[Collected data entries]

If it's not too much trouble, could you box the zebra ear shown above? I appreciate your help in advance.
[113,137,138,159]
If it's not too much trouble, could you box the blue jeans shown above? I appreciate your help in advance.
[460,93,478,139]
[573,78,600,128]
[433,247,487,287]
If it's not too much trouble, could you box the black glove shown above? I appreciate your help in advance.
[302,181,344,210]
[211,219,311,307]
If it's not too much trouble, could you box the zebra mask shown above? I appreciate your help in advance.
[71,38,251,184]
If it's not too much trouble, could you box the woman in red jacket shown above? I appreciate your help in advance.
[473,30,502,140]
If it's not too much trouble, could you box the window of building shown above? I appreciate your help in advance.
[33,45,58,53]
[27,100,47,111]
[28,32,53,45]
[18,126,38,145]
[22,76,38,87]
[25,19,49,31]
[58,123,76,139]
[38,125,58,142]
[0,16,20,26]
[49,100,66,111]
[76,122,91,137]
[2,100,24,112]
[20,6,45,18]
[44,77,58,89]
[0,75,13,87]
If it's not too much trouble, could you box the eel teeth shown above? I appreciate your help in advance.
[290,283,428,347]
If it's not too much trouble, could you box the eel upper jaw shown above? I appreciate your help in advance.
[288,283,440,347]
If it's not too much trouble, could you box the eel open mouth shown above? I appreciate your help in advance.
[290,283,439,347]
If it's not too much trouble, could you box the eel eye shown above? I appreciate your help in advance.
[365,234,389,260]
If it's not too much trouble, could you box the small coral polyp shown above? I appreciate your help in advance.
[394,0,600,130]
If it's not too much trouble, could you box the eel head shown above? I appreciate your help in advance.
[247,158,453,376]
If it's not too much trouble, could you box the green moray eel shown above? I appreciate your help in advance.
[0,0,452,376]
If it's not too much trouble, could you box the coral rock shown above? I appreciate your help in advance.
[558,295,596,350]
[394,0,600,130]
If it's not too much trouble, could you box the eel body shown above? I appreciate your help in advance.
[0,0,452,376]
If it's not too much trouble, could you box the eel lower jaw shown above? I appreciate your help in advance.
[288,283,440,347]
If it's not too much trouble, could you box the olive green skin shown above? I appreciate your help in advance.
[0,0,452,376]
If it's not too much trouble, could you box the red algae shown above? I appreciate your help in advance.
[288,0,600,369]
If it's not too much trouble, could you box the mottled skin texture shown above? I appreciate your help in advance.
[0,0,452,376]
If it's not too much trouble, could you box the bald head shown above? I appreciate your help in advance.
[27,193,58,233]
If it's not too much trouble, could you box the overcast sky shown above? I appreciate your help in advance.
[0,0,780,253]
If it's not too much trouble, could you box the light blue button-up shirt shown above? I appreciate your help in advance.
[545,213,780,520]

TASK TO CARRY OUT
Each line of the listing should be copied exactly.

RESULT OF THE TASK
If it's not too much trouble, could you box the zebra ear shown above? I appreciate your help in advance.
[113,137,138,159]
If it's not too much trouble, could you box the blue jeans shown above? I appreciate your help in advance.
[460,93,478,139]
[573,78,600,128]
[433,247,487,287]
If it's not too much trouble, could you box the black glove shown above? I appreciate your help in advance.
[302,181,344,210]
[211,219,311,307]
If it's not too much trouble, could you box the zebra mask shown above? I appreciate your help in advance.
[71,38,251,184]
If it's not too much trouble, could you box the woman in red jacket shown above? I appreciate your help in advance.
[473,30,502,140]
If it's not too much trouble, could you box the window of building shown above? I appreciate your help in advance.
[33,45,58,53]
[27,100,47,111]
[28,32,53,45]
[18,126,38,145]
[22,76,38,87]
[25,19,49,31]
[58,123,76,139]
[38,125,58,142]
[0,16,20,26]
[49,100,66,111]
[76,122,91,137]
[2,100,24,112]
[20,6,45,18]
[44,77,58,89]
[0,75,13,87]
If it's not too much trouble, could you box the eel teeth shown above? I appreciate your help in advance.
[290,283,428,347]
If it's not too much trouble, could you box the eel upper jaw shown above? I appreciate your help in advance.
[288,283,440,347]
If it's not too much trouble, could you box the eel open mouth shown above? I appreciate your help in advance.
[290,283,439,347]
If it's not too much trouble, could you box the eel eye shown above? I appreciate your help in advance.
[365,234,389,260]
If it's not too much trouble, could you box the small coral polyp shown above? I appreciate your help in advance.
[394,0,600,130]
If it's not too much trouble, could you box the eel head shown above? I appreciate your help in advance.
[247,158,453,376]
If it's not too much trouble, could you box the green moray eel shown above? I appreciate your help in advance.
[0,0,452,376]
If it's not too much trouble, could you box the coral rock shown above? I appreciate your help in advance.
[558,295,596,350]
[394,0,600,130]
If it's not too much trouble, could you box the eel body shown above? I appreciate your help in advance.
[0,0,452,376]
If it's not too much trouble, could you box the eel lower jaw shown above? I appreciate your help in advance.
[288,283,440,347]
If it's not too much trouble, could you box the olive green skin shown above? I appreciate your help in advance.
[0,0,452,376]
If it's not too much trouble, could you box the red algae shown above? I appreciate your help in advance.
[288,0,600,369]
If it's not too much trouble, could you box the mottled skin texture shown above? I appreciate your help in advance.
[0,0,452,376]
If it's not too much trouble, could you box the bald head shown above? I appreciate your help in advance.
[27,193,58,233]
If it's not too much trouble, could you box the overcast sky shown above? I appreciate your help in advance.
[0,0,780,253]
If it's not too much trouble, could you box the light blue button-up shirt shown above? I appreciate your help in advance.
[545,213,780,520]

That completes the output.